Exercise task A: In two sentences, summarize the passage about Bob Hope.
Exercise task B: Name every person other than Bob Hope mentioned in the passage about Bob Hope.
Exercise task C: Write the next part of the passage about Bob Hope, picking up after its final sentence.

Born in 1903, and until his death in 2003, Bob Hope was the only entertainer to achieve top-rated success in every major mass-entertainment medium, from vaudeville to television and everything in between.
He virtually invented modern stand-up comedy. His tours to entertain US troops and patriotic radio broadcasts, along with his all-American, brash-but-cowardly movie character, helped to ease the nation's jitters during the stressful days of World War II.
He helped redefine the very notion of what it means to be a star: a savvy businessman, pioneer of the brand extension (churning out books, writing a newspaper column, hosting a golf tournament), and public-spirited entertainer whose Christmas military tours and tireless work for charity set the standard for public service in Hollywood.
But he became a polarizing figure during the Vietnam War, and the book sheds new light on his close relationship with President Richard Nixon during those embattled years.
Bob Hope is a household name. However, as Richard Zoglin shows in this revelatory biography, there is still much to be learned about this most public of figures, from his secret first marriage and his stint in reform school, to his indiscriminate womanizing and his ambivalent relationship with Bing Crosby and Johnny Carson.

Part of a data file:
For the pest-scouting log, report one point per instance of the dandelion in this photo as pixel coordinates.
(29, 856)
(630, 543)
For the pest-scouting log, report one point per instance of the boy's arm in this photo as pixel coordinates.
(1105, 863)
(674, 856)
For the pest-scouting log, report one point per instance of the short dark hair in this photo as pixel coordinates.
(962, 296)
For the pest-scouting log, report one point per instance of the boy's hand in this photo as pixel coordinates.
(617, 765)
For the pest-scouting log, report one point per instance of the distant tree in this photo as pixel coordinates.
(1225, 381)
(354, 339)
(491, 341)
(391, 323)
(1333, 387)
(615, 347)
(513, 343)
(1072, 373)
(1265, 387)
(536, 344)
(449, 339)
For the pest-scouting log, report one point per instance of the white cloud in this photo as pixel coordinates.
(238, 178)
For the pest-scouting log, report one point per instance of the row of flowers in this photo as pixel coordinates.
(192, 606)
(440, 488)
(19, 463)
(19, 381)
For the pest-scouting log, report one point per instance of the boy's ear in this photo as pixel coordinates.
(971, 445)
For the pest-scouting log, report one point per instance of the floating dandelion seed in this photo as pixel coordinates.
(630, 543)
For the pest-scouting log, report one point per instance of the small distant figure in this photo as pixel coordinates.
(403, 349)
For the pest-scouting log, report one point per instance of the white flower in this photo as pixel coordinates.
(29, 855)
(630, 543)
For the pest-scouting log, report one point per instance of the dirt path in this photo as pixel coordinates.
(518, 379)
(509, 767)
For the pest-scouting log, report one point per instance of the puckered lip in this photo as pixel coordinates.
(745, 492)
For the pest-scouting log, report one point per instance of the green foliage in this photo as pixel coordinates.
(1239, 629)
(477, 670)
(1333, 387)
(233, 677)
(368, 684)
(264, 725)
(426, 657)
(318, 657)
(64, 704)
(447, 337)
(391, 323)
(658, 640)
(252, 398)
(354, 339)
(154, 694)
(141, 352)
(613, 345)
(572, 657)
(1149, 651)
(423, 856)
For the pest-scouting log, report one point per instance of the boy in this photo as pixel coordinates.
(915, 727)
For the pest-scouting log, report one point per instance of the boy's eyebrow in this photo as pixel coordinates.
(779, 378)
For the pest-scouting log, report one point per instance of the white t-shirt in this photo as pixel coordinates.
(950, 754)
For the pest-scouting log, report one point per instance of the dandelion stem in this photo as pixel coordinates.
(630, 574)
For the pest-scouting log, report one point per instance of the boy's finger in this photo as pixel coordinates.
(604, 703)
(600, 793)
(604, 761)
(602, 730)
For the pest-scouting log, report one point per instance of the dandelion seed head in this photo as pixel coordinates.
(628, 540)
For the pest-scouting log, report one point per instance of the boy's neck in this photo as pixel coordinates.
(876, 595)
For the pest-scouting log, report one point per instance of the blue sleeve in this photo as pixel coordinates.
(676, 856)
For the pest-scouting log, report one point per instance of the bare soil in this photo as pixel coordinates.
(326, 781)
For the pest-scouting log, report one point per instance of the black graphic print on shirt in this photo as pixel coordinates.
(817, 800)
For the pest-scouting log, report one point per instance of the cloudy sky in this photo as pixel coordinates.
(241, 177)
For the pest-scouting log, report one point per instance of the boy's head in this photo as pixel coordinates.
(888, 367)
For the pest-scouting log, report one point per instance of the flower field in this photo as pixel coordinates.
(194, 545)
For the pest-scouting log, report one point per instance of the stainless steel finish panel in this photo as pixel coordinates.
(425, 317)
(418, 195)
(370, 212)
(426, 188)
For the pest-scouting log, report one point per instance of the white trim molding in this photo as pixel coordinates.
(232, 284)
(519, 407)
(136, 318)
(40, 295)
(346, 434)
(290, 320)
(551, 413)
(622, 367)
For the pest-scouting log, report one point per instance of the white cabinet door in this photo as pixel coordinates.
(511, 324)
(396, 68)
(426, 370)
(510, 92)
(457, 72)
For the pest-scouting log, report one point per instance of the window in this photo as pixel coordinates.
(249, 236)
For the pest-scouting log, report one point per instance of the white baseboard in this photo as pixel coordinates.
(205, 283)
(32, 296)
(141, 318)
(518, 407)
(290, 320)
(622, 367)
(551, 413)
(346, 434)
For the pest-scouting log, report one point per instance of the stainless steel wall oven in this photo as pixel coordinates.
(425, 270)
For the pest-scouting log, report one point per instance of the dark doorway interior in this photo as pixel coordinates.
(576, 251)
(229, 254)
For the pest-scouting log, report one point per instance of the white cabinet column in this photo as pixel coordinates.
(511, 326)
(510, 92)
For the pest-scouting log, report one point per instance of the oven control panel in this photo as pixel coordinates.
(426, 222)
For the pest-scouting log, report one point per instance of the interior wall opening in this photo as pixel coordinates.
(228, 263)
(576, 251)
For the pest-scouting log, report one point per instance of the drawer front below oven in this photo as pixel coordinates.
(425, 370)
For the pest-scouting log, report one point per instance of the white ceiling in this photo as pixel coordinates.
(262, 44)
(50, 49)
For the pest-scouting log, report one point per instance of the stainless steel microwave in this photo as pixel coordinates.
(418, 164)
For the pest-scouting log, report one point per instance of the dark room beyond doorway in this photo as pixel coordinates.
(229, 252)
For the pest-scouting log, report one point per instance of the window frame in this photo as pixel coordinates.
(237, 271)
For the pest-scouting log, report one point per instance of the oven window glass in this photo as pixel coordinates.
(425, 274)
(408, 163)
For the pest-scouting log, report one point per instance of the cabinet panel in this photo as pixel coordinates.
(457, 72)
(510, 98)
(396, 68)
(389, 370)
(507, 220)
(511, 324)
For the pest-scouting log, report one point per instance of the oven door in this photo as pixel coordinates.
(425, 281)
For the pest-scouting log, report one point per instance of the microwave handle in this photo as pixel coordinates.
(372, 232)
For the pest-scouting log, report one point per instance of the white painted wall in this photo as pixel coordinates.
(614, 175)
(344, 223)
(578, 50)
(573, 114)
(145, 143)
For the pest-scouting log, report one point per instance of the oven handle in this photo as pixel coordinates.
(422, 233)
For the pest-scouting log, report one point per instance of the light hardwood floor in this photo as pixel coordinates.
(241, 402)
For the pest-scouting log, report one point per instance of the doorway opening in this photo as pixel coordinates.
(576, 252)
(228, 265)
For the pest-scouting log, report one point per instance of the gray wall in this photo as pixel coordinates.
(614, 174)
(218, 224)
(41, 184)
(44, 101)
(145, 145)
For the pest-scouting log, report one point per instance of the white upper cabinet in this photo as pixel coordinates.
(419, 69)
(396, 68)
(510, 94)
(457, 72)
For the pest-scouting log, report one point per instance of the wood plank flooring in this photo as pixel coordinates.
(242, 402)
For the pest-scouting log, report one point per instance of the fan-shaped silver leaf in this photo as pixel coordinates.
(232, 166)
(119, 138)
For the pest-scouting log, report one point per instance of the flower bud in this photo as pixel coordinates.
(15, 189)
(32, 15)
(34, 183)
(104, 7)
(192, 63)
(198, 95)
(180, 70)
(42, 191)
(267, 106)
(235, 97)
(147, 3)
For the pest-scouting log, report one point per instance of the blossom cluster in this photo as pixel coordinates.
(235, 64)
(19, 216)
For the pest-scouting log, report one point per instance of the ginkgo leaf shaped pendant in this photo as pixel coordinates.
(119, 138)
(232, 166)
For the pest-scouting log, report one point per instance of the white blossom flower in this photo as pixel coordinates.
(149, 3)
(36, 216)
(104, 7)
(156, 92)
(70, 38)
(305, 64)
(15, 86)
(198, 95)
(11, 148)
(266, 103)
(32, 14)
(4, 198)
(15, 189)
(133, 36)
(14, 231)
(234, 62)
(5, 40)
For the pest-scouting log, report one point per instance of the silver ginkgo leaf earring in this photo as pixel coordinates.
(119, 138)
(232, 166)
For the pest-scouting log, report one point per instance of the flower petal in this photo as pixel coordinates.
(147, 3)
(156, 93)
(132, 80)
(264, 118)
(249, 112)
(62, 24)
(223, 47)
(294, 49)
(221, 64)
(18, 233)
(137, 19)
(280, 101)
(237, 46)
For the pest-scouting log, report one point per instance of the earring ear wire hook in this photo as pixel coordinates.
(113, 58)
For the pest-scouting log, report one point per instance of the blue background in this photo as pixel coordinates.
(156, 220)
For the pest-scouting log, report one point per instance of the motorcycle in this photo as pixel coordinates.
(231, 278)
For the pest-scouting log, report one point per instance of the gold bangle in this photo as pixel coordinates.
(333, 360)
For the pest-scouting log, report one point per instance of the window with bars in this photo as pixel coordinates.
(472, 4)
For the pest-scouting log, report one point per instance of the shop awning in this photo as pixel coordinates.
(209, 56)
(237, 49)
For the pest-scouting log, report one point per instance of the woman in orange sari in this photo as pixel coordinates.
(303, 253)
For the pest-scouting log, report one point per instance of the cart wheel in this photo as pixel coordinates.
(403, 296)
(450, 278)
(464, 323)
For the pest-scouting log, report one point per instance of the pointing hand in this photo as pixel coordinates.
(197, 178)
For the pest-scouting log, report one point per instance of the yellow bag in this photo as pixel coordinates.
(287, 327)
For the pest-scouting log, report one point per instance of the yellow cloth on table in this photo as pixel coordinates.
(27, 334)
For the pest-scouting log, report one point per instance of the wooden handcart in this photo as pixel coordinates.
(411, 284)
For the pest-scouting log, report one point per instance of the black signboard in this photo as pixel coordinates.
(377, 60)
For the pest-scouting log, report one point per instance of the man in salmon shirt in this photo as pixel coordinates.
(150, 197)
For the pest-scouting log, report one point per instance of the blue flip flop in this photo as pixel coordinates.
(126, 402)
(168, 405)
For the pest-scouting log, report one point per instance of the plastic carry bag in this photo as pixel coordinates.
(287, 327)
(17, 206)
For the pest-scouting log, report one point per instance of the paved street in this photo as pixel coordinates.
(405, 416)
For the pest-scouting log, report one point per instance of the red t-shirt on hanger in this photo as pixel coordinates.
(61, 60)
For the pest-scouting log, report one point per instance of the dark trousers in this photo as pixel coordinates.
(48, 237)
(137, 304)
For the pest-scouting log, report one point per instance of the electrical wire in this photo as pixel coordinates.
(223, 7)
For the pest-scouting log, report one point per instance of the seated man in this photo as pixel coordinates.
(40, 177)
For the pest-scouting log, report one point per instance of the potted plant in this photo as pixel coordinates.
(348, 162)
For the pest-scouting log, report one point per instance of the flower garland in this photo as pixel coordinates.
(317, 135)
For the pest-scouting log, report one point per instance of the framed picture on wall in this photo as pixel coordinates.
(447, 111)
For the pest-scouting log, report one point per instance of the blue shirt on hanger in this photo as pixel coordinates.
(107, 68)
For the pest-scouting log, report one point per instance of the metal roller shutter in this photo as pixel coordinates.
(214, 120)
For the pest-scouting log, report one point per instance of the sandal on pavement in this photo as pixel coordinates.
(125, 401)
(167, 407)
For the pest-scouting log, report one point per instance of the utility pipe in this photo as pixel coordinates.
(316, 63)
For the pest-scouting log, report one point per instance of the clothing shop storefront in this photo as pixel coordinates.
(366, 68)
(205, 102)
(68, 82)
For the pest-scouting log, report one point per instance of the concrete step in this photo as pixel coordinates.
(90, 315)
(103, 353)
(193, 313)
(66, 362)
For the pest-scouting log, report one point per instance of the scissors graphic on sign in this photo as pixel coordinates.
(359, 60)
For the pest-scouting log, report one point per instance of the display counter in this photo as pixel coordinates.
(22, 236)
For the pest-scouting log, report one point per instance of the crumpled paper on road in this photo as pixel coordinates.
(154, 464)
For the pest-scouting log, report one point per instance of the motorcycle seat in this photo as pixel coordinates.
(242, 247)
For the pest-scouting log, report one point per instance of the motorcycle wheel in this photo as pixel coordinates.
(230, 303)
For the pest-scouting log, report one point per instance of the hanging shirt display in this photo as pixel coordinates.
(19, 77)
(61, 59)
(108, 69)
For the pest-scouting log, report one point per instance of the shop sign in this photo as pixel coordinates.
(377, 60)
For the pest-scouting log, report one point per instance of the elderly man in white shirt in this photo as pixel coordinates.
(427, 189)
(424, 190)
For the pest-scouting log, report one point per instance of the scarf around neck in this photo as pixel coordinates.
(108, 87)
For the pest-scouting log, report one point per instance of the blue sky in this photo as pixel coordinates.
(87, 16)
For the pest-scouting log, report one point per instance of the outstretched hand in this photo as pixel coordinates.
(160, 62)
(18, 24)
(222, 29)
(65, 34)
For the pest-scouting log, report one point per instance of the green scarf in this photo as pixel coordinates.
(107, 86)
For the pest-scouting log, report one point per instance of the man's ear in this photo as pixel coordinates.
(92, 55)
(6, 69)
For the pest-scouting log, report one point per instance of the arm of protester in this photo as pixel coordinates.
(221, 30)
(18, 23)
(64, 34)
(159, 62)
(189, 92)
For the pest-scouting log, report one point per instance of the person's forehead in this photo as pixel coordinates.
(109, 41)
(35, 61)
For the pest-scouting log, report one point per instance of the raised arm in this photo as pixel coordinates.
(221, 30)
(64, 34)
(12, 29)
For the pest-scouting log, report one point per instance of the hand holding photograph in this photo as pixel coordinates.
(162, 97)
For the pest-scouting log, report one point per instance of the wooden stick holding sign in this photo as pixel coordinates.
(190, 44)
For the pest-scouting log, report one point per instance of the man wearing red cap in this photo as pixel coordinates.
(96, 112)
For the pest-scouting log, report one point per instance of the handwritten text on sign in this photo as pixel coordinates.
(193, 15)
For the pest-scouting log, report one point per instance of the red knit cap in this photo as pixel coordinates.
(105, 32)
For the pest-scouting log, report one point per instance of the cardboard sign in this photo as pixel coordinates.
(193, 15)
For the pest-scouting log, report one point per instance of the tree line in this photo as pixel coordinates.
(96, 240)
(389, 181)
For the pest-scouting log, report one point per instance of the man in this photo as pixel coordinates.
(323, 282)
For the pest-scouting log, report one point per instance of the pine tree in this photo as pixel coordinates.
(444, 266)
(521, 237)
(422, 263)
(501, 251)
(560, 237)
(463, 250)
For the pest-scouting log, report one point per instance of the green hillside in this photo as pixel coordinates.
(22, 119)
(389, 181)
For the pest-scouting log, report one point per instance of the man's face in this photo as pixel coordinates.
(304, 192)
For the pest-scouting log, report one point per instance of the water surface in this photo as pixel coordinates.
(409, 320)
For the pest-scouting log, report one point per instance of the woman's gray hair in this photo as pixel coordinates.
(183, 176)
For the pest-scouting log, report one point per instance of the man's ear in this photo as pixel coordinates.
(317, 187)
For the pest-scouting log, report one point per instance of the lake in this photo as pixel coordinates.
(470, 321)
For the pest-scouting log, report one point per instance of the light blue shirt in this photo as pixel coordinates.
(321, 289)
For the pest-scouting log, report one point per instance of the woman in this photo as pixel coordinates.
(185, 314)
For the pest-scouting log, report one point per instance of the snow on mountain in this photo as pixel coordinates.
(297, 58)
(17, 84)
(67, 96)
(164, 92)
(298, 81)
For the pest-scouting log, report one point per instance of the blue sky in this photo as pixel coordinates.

Exercise response A: Bob Hope, who lived from 1903 to 2003, succeeded in every major entertainment medium, virtually invented modern stand-up comedy, and redefined stardom through his business ventures, troop tours, and charity work, though he became polarizing during the Vietnam War. Richard Zoglin's biography shows there is still much to learn about him, including his secret first marriage, his time in reform school, his womanizing, and his ambivalent relationships with Bing Crosby and Johnny Carson.

Exercise response B: Richard Nixon, Richard Zoglin, Bing Crosby, Johnny Carson

Exercise response C:
Hope could be cold, self-centered, tight with a buck, and perhaps the least introspective man in Hollywood.
But he was also a dogged worker, gracious with fans, and generous with friends.
Hopeis both a celebration of an entertainer whose vast contribution has never been properly appreciated, and a complex portrait of a gifted but flawed man, who, unlike many Hollywood stars, truly loved being famous, appreciated its responsibilities, and handled celebrity with extraordinary grace.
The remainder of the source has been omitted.